<<<<

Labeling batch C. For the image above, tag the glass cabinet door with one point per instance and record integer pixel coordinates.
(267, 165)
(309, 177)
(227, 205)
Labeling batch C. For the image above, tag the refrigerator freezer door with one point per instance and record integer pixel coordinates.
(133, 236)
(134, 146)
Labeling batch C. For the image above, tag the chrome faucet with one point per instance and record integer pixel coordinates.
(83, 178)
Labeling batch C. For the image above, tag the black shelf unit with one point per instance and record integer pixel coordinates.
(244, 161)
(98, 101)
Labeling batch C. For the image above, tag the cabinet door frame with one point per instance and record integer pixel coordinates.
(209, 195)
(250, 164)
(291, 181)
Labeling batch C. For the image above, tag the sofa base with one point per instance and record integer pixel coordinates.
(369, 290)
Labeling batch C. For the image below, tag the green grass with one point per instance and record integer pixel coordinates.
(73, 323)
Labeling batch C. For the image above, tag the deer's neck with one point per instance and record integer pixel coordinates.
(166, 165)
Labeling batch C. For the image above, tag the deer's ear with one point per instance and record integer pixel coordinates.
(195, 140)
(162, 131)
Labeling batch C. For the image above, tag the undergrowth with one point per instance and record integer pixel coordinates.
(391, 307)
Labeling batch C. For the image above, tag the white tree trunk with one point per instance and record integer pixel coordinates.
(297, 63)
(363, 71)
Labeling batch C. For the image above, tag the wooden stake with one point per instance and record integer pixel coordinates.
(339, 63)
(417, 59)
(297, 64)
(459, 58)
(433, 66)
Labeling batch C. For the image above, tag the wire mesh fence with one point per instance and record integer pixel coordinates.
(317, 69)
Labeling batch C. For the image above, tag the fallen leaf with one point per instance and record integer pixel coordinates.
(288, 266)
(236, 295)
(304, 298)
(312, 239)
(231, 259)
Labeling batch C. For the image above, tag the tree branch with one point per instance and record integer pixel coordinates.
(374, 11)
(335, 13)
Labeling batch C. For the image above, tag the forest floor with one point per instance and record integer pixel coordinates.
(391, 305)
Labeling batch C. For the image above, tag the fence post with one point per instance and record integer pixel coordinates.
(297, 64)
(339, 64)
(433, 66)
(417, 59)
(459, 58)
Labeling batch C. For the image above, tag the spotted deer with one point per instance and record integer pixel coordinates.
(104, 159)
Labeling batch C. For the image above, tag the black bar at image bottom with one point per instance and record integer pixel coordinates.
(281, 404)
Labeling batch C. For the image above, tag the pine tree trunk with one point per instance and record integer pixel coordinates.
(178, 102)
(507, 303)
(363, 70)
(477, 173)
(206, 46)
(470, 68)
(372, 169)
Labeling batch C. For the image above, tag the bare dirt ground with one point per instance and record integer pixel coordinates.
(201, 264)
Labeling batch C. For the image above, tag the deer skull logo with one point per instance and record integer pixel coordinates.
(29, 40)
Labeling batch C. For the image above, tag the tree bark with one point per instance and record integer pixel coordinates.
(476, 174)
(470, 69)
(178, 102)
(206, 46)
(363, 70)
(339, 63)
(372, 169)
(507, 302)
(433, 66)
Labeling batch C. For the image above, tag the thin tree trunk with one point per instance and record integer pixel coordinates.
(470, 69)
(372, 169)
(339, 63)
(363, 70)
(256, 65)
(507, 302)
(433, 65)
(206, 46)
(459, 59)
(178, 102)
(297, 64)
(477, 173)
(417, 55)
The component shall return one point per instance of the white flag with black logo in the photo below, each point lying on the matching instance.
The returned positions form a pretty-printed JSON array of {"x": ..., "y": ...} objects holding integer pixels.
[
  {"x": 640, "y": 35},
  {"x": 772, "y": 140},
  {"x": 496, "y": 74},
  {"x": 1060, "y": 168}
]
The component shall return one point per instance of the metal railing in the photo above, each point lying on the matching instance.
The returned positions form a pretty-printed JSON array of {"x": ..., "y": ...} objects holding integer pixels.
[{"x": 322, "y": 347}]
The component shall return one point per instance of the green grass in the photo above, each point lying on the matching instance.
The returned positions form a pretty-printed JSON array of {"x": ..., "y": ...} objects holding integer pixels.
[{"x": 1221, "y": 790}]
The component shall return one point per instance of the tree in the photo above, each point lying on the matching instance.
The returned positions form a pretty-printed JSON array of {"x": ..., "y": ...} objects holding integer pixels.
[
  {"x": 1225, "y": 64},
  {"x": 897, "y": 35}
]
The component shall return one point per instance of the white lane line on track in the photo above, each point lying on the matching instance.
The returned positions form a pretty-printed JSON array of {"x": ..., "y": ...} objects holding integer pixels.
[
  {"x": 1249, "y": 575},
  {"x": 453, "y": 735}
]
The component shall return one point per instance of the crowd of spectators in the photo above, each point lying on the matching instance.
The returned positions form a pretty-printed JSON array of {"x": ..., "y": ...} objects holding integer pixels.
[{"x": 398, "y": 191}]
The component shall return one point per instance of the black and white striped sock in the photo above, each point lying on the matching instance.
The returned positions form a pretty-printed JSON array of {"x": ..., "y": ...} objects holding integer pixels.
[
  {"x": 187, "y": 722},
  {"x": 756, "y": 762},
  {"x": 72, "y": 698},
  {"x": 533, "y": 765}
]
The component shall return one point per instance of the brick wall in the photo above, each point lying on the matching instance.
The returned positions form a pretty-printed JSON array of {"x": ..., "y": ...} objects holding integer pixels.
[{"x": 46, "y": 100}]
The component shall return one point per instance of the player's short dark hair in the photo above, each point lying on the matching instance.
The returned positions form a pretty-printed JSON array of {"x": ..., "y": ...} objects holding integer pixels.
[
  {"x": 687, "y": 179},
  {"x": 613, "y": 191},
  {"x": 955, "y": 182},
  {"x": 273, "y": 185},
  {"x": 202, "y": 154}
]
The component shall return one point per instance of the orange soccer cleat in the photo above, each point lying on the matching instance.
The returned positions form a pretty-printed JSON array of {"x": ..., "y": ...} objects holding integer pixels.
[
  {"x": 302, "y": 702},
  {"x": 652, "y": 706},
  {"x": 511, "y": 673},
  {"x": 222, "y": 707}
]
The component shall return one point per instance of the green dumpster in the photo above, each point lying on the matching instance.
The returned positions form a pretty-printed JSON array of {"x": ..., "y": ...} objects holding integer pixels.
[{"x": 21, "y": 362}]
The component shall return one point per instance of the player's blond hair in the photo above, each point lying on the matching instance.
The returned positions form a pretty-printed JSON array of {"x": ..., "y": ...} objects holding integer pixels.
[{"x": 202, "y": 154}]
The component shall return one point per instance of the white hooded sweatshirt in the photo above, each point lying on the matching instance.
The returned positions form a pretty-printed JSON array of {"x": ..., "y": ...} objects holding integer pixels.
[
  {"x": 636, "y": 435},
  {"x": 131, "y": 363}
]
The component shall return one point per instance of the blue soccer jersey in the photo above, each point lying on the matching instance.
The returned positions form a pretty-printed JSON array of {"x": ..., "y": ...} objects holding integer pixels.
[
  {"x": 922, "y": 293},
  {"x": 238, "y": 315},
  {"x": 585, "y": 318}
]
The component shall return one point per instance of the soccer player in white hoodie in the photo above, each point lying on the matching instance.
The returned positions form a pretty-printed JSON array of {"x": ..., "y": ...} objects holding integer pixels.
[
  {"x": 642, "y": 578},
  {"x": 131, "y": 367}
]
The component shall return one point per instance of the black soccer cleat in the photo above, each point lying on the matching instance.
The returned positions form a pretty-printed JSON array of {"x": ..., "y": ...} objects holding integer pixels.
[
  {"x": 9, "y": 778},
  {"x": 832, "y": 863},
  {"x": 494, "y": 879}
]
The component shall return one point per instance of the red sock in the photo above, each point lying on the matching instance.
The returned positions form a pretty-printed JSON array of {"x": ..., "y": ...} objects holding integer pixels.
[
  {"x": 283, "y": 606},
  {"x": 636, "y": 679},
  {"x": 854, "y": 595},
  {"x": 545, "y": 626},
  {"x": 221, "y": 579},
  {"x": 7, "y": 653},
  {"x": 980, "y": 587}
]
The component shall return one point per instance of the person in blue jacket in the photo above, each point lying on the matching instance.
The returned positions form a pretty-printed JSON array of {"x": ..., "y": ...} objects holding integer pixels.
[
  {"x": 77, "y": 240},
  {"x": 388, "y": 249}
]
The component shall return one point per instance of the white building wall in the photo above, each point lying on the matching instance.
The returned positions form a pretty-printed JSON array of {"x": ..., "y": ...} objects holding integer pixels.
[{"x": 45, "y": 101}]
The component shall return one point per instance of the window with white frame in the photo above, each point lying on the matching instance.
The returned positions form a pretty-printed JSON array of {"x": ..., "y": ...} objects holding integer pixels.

>>>>

## WHAT IS REQUIRED
All that belongs in your answer is the stretch of entries above from the line with "the green dumpster" through the line with "The component shall return one point per instance of the red", printed exactly.

## ANSWER SPACE
The component shall return one point per instance of the green dumpster in the photo above, each point lying on the matching instance.
The returned positions form a pretty-printed JSON array of {"x": ..., "y": ...} objects holding integer pixels.
[{"x": 21, "y": 362}]
The component shall return one point per instance of the player's blond hair in the photo above, each point lying on the matching instance.
The returned positions form a pretty-printed JSON array of {"x": ..., "y": ...} objects holding integer pixels.
[{"x": 202, "y": 154}]
The component shall return one point per instance of the white hooded sweatshirt in the photo above, each point lying on the matching instance.
The returned positions form a pretty-printed JSON array of {"x": ..., "y": ...} objects holding integer pixels.
[
  {"x": 636, "y": 435},
  {"x": 131, "y": 363}
]
The component shall return one point per instance of the blue soccer jersey in the photo above, each point lying on the matching instance.
The returned positions form a pretty-printed JSON array of {"x": ..., "y": ...} objects holding integer pixels.
[
  {"x": 922, "y": 293},
  {"x": 238, "y": 315},
  {"x": 585, "y": 318}
]
The component shall return one point per instance of the soccer player in white hoodie in the photo above, each point lying on the matching instance.
The returned positions form a pretty-printed JSON array of {"x": ..., "y": ...} objects holding integer pixels.
[
  {"x": 642, "y": 578},
  {"x": 131, "y": 367}
]
The component shall return one point per instance of the black soccer cleat in the photo above, each point lying on the matching instance.
The returned positions form a pretty-printed JSON array of {"x": ..., "y": ...} objects holding integer pixels.
[
  {"x": 9, "y": 778},
  {"x": 832, "y": 863},
  {"x": 494, "y": 879}
]
The component shall return one point per instance of the red sock in the photo above, each point lying on the matching instance.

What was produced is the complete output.